--- BEGIN ---
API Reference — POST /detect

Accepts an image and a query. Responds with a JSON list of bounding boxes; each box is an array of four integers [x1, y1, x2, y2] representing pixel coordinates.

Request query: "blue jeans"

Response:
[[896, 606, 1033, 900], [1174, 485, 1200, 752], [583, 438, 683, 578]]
--- END ---
◆ **Work to be completed**:
Reproduce every line of the entries above verbatim, changing nothing.

◆ **Full answer**:
API Reference — POST /detect

Accepts an image and a query. Responds with a JSON list of bounding boxes; each box is an array of four integers [x1, y1, x2, y2] representing pixel coordinates.

Request query: "blue jeans"

Response:
[[896, 606, 1033, 900], [1174, 485, 1200, 752], [583, 438, 683, 578]]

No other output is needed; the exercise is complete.